(Objectifs)
**1.** Pour chaque affirmation ci-dessous, dites si l'article la confirme en répondant par oui ou non, puis citez mot pour mot le passage de l'article qui permet de trancher.
(a) La phytoécologie permet d'expliquer pourquoi certaines plantes sont présentes ou absentes.
(b) Une végétation en touffes est présentée comme la situation idéale.
(c) Semer peut servir à se débarrasser de plantes indésirables.
**2.** Reproduisez tel quel tout le passage de l'article, depuis « Est-elle gazonnante (situation » jusqu'à « dans la flore ? » inclus.

(Article)
Comparer la parcelle
Par rapport à d’autres parcelles de l’exploitation, à celles du voisinage ou à des références locales
Se rendre compte de l’évolution de la flore
Sur plusieurs années (détérioration ou amélioration)
La flore est-elle adaptée à l’usage ?
La saisonnalité convient-elle ?
Quelle est la morphologie de la végétation ?
Est-elle gazonnante (situation idéale) ou plutôt cespiteuse (en touffes) ?
Quelles sont les plantes présentes au sein de la parcelle ?
Quelle est la phytoécologie des plantes présentes ?
La phytoécologie est la somme des évènements et des circonstances qui vont expliquer la présence ou l’absence des plantes.
Quelle est la disposition des plantes dans la flore ?
Intimement mélangées ou en mosaïques
Y a-t-il des plantes bioindicatrices ?
Pourquoi semer ?
- Pour augmenter la productivité
- Pour augmenter la valeur alimentaire et la digestibilité
- Pour augmenter l’appétence
- Pour éliminer des plantes indésirables
- Pour avoir une flore mieux adapter à l’usage
- Pour choisir une saisonnalité : avoir de l’herbe de qualité plus tôt au printemps, en été ou plus tard à l’automne
- Pour restructurer la surface du sol
- Pour augmenter la part de fourrage récoltée par les animaux par rapport au fourrage consommé annuellement
Quand semer ?

(Extraits des données)

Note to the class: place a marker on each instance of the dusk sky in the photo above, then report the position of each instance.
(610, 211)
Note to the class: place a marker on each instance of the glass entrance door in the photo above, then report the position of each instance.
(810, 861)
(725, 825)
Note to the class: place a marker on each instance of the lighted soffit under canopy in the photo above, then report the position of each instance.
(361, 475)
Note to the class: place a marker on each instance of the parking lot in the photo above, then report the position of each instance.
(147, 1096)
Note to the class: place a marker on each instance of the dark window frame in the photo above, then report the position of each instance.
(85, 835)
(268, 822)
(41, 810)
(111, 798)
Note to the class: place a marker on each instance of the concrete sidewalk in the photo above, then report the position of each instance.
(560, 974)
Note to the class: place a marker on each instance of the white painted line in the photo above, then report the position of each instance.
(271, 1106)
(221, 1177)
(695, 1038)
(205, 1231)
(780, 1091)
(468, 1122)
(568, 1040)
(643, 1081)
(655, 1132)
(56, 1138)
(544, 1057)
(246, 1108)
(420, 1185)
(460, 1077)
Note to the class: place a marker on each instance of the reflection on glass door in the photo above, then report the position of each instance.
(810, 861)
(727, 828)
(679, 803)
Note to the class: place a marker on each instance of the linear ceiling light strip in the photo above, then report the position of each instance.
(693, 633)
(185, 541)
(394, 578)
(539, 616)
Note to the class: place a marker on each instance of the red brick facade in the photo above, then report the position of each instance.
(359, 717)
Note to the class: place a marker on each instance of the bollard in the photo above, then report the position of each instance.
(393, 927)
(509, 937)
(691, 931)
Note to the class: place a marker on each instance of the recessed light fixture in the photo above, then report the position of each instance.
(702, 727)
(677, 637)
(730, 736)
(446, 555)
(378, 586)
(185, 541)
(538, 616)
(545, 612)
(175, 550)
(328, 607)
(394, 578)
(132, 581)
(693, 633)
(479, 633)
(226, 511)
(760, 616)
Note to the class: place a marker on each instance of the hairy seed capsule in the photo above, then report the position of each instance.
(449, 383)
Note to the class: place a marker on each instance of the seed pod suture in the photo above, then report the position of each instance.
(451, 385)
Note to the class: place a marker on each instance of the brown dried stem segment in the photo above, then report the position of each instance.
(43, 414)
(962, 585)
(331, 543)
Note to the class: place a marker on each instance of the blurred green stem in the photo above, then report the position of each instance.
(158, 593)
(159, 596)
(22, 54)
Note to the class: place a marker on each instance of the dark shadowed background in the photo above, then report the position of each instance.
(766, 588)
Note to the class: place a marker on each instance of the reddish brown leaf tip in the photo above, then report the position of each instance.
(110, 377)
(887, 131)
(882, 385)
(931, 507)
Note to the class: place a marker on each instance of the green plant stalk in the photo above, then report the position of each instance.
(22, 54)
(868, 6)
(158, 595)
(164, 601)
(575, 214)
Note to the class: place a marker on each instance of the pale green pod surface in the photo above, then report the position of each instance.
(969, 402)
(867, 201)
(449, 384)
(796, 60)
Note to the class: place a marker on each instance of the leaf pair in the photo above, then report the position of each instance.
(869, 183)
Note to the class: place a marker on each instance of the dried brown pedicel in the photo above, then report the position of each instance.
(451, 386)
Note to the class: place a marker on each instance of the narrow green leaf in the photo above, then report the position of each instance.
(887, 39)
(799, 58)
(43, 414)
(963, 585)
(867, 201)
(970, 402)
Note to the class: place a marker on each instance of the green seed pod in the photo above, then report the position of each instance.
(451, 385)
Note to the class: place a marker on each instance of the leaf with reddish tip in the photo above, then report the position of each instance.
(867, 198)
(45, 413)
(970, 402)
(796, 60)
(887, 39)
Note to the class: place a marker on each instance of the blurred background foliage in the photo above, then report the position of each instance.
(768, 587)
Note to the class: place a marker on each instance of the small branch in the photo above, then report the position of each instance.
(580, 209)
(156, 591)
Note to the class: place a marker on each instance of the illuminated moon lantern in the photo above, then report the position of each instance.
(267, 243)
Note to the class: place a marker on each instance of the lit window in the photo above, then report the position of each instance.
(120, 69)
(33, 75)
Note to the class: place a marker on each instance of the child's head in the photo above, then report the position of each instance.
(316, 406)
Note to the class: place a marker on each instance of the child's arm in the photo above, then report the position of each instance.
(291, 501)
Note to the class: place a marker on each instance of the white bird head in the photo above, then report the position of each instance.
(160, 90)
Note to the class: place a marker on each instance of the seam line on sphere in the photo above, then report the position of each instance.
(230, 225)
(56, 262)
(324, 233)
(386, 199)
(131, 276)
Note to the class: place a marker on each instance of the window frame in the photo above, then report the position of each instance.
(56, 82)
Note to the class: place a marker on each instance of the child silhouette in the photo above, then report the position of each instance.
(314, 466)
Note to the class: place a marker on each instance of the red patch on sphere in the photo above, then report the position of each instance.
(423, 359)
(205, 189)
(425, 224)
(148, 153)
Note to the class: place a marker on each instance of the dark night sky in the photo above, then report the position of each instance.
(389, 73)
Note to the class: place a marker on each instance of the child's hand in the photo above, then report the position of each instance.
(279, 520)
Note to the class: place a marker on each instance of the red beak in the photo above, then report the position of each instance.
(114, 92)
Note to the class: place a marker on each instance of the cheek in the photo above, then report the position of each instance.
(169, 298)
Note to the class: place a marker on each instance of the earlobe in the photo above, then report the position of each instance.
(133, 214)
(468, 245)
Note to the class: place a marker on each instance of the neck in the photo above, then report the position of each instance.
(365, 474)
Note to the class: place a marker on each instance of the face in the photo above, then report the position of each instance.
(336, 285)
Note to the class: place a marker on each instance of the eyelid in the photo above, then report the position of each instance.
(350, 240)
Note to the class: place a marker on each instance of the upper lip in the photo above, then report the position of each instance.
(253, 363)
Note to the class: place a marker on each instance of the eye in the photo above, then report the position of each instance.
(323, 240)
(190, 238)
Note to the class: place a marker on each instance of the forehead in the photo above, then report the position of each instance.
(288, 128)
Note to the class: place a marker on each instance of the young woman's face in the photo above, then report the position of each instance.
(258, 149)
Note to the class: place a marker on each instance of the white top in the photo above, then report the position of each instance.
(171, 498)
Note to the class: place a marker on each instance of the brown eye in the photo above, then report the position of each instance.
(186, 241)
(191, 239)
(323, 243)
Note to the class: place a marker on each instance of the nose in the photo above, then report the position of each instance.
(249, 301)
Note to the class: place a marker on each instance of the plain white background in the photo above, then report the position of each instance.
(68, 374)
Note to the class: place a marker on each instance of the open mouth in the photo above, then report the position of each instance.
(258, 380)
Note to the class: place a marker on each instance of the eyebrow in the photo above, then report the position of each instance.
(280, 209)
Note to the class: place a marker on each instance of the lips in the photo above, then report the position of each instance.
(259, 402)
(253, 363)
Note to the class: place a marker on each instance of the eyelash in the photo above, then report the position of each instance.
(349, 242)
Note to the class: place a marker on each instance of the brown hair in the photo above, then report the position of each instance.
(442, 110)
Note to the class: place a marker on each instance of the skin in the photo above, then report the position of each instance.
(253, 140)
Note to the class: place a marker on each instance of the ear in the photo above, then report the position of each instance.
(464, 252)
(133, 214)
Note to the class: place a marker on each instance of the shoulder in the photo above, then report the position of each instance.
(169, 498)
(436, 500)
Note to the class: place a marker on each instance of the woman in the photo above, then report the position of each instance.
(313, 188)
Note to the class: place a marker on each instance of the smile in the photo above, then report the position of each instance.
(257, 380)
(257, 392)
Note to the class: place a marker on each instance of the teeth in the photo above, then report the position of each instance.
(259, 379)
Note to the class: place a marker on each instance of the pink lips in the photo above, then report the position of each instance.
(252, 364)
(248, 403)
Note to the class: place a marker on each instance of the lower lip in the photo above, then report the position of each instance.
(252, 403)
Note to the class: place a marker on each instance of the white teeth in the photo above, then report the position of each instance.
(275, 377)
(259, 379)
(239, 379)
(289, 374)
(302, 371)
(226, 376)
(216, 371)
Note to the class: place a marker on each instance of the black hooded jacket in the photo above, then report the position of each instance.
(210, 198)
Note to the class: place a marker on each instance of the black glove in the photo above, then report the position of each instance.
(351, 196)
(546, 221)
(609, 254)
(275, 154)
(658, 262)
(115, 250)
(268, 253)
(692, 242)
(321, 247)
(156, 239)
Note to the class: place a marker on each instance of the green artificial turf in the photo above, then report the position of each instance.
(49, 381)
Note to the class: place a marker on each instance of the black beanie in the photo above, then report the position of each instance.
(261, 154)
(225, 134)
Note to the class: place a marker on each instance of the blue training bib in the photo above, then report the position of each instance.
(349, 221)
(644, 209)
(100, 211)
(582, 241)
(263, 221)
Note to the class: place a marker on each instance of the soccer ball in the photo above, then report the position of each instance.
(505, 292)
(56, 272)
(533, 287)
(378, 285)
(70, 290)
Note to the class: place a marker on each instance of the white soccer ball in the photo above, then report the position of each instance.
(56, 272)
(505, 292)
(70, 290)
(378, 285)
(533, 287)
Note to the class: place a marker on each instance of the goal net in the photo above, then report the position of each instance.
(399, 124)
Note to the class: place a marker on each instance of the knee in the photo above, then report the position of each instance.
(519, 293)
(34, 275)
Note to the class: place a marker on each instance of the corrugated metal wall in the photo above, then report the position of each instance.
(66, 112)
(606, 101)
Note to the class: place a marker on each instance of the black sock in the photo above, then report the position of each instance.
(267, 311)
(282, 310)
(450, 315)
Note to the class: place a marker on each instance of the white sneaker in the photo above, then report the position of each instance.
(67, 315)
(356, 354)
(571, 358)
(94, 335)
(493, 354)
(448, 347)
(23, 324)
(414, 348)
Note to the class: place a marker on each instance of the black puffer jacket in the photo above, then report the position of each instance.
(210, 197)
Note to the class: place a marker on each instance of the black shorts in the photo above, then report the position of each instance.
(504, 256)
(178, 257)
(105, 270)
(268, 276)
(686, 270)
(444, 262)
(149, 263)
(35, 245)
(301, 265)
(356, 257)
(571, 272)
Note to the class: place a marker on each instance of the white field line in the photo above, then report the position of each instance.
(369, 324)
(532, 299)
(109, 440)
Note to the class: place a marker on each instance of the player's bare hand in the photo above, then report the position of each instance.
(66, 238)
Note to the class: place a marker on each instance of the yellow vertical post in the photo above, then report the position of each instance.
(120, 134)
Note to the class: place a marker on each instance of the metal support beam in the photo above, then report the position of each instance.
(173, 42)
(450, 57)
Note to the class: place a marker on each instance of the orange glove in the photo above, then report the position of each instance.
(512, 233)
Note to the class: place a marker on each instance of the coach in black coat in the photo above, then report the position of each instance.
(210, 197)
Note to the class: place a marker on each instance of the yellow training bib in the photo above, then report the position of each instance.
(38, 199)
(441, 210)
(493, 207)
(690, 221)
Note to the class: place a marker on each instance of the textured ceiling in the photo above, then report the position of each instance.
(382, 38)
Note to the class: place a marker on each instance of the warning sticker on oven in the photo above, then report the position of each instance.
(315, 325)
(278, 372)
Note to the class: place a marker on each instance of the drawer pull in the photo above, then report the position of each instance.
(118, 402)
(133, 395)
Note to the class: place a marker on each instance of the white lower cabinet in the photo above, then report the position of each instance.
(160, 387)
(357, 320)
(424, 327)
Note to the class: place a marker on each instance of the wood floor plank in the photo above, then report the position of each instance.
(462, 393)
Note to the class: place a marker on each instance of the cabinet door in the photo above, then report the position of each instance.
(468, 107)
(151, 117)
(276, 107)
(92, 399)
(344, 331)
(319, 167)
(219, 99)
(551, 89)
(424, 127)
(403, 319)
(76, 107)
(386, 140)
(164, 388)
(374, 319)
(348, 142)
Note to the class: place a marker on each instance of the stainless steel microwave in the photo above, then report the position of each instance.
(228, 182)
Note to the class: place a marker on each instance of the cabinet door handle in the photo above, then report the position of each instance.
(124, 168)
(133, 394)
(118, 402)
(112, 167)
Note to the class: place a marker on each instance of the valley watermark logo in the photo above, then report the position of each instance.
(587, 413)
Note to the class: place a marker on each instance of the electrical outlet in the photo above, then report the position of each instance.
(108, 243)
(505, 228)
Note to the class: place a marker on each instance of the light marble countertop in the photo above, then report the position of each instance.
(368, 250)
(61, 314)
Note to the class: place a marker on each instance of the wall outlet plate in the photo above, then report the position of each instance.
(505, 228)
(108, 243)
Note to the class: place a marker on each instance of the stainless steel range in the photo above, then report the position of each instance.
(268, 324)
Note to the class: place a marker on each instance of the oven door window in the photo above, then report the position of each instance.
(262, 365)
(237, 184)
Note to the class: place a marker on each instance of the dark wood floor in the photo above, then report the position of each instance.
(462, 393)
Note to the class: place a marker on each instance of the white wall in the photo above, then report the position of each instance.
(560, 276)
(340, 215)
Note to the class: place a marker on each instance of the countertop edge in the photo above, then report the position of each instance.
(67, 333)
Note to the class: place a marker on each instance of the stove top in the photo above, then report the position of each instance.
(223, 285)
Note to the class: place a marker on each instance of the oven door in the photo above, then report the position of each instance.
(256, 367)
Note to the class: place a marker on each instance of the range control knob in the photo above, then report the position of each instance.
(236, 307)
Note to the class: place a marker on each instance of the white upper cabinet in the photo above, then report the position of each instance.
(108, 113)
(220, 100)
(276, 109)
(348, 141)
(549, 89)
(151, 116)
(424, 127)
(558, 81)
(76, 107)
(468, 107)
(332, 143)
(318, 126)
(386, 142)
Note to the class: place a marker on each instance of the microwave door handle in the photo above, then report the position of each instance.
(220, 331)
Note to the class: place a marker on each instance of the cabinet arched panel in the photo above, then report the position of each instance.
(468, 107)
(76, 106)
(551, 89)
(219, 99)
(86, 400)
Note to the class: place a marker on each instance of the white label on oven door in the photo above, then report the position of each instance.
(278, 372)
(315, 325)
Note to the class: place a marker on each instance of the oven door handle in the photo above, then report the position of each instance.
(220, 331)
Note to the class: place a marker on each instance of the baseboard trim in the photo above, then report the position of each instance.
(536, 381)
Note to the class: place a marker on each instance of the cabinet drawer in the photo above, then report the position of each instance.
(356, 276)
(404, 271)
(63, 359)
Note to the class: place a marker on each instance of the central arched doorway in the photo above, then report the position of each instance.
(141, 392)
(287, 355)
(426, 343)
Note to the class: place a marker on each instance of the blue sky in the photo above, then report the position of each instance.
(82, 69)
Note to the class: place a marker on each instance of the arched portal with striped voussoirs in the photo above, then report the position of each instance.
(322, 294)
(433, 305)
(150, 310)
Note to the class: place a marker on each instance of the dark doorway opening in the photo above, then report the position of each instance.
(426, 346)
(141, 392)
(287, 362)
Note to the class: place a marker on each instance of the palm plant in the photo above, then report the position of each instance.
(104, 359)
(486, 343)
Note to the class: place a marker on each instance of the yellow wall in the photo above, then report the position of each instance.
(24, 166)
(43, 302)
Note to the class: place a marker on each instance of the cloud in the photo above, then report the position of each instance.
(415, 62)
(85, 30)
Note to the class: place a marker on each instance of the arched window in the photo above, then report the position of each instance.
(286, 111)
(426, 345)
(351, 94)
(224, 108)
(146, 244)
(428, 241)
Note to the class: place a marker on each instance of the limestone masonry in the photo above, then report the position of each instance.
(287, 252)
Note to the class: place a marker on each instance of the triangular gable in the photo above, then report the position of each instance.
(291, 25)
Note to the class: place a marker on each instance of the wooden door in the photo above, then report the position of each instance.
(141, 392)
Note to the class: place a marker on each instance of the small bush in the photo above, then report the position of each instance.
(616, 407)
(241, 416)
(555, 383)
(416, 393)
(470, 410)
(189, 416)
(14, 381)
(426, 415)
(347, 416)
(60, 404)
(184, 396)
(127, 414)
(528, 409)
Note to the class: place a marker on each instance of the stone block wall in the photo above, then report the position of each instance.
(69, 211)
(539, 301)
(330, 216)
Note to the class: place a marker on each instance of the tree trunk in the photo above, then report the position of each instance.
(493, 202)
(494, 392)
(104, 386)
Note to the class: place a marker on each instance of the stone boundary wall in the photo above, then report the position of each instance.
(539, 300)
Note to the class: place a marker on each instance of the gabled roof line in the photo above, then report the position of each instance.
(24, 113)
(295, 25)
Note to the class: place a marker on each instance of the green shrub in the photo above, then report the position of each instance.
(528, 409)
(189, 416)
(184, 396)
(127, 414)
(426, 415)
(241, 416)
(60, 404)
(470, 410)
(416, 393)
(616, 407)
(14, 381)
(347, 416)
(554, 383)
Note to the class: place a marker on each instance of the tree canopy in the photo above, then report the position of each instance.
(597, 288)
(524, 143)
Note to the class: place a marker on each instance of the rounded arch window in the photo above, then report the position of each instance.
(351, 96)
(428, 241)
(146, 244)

(Corrigé des exercices)
**1.**
(a) Oui : « La phytoécologie est la somme des évènements et des circonstances qui vont expliquer la présence ou l’absence des plantes. »
(b) Non : « Est-elle gazonnante (situation idéale) ou plutôt cespiteuse (en touffes) ? »
(c) Oui : « Pour éliminer des plantes indésirables »

**2.**
Est-elle gazonnante (situation idéale) ou plutôt cespiteuse (en touffes) ?
Quelles sont les plantes présentes au sein de la parcelle ?
Quelle est la phytoécologie des plantes présentes ?
La phytoécologie est la somme des évènements et des circonstances qui vont expliquer la présence ou l’absence des plantes.
Quelle est la disposition des plantes dans la flore ?